===== Source

Posted on August 17, 2010 by bobrichards

Your kids are likely far better investors than you.  The seek to learn investing on their own so as to avoid the dependence and fees of using a professional.

Young millionaires disparage the value of financial advisers per a recent study by Spectrem Group.  The study summarizes that millionaires under the age of 45 prefer self-directed investing and they believe the services of professional advisers to be over-priced.

The study polled three different age groups: age 41 to 45, 35 to 40, and under 35. The youngest group was most against using a financial advisor; 58% of respondents between ages 41 and 45 found the offerings of a financial advisor too expensive while an overwhelming 74% of those under age 35 felt advisers were over-priced.

Younger investors find the financial information they need on the Internet, according to Spectrem.  This means they are self-confident, self-taught and self-learners.  These are the traits needed for learning to invest well.

==========

Task to complete —
Print the post above on young investors and financial advisers in full, word for word.

===== Data excerpts

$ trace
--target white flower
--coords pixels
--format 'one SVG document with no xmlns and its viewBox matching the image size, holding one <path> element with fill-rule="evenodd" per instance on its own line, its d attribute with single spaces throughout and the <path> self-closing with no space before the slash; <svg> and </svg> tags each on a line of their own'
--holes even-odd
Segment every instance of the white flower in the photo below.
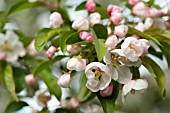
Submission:
<svg viewBox="0 0 170 113">
<path fill-rule="evenodd" d="M 86 68 L 86 60 L 82 58 L 71 58 L 67 62 L 67 68 L 69 70 L 83 71 Z"/>
<path fill-rule="evenodd" d="M 72 28 L 75 30 L 88 30 L 89 29 L 89 21 L 83 17 L 78 18 L 72 24 Z"/>
<path fill-rule="evenodd" d="M 6 34 L 0 33 L 0 53 L 5 55 L 7 62 L 15 62 L 18 57 L 23 57 L 26 51 L 19 37 L 13 31 Z"/>
<path fill-rule="evenodd" d="M 131 80 L 127 84 L 123 86 L 122 89 L 122 101 L 124 101 L 124 97 L 131 91 L 136 90 L 140 91 L 141 93 L 144 92 L 148 88 L 148 82 L 145 79 L 137 79 Z"/>
<path fill-rule="evenodd" d="M 86 66 L 86 87 L 92 92 L 105 89 L 111 82 L 111 73 L 109 68 L 99 62 L 92 62 Z"/>
<path fill-rule="evenodd" d="M 50 26 L 53 28 L 59 28 L 63 24 L 63 19 L 60 13 L 53 12 L 50 15 Z"/>
<path fill-rule="evenodd" d="M 122 43 L 121 49 L 126 58 L 132 62 L 137 61 L 144 51 L 142 42 L 134 37 L 127 37 Z"/>
</svg>

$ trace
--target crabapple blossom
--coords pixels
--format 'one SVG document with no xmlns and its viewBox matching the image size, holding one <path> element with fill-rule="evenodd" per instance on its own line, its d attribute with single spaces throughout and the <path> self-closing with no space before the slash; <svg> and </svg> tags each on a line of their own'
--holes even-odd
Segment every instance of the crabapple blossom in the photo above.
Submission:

==========

Solution to this exercise —
Posted on August 17, 2010 by bobrichards

Your kids are likely far better investors than you.  The seek to learn investing on their own so as to avoid the dependence and fees of using a professional.

Young millionaires disparage the value of financial advisers per a recent study by Spectrem Group.  The study summarizes that millionaires under the age of 45 prefer self-directed investing and they believe the services of professional advisers to be over-priced.

The study polled three different age groups: age 41 to 45, 35 to 40, and under 35. The youngest group was most against using a financial advisor; 58% of respondents between ages 41 and 45 found the offerings of a financial advisor too expensive while an overwhelming 74% of those under age 35 felt advisers were over-priced.

Younger investors find the financial information they need on the Internet, according to Spectrem.  This means they are self-confident, self-taught and self-learners.  These are the traits needed for learning to invest well.